(Beginning of Records provided)

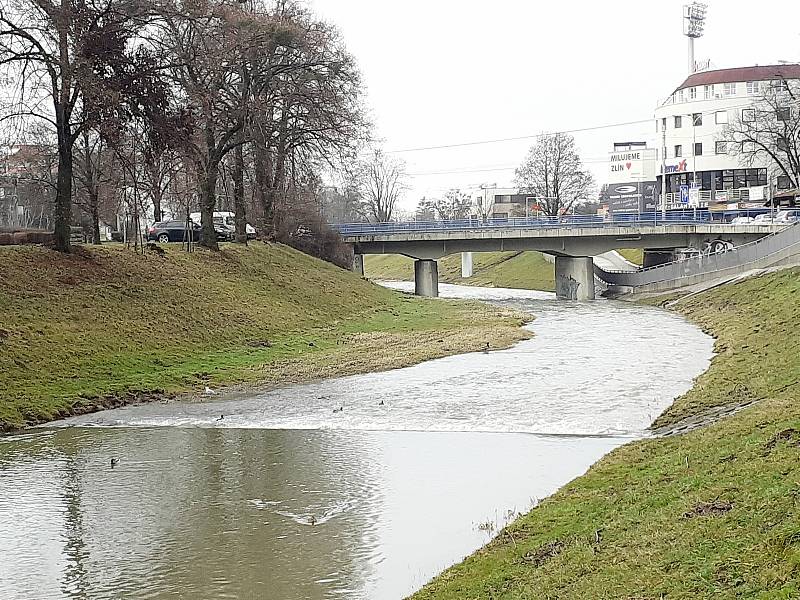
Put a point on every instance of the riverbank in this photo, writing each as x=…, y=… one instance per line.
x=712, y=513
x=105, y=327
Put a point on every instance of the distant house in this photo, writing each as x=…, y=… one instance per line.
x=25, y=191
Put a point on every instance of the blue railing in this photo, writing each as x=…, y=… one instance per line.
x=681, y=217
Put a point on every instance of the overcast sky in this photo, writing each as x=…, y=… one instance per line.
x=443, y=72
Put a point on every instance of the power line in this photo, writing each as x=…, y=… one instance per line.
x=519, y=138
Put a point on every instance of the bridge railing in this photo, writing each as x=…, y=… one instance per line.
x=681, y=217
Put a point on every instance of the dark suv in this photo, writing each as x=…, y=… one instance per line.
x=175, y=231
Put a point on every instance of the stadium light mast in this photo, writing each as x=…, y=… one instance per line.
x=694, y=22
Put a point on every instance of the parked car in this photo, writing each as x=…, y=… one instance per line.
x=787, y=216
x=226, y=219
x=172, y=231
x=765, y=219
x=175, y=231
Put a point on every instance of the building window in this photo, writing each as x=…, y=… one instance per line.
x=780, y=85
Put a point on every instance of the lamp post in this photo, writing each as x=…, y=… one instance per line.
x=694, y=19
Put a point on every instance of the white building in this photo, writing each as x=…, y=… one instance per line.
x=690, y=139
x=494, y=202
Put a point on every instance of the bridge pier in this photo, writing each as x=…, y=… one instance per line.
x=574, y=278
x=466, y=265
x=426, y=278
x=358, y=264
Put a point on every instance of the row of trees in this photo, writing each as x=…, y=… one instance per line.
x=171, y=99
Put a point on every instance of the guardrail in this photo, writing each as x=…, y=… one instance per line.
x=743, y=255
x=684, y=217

(End of Records provided)

Exercise aim
Starting at the line that contains "Put a point on every instance of the row", repeat each line exactly through the last one in the listing. Include both of those lines and nothing more.

Response for this exercise
Put a point on every instance of the row of trees in this photo, writing each as x=…, y=… one instance per line.
x=171, y=99
Put a point on every instance of the guardrail in this photo, writing each as x=…, y=… one instance per line.
x=743, y=255
x=684, y=217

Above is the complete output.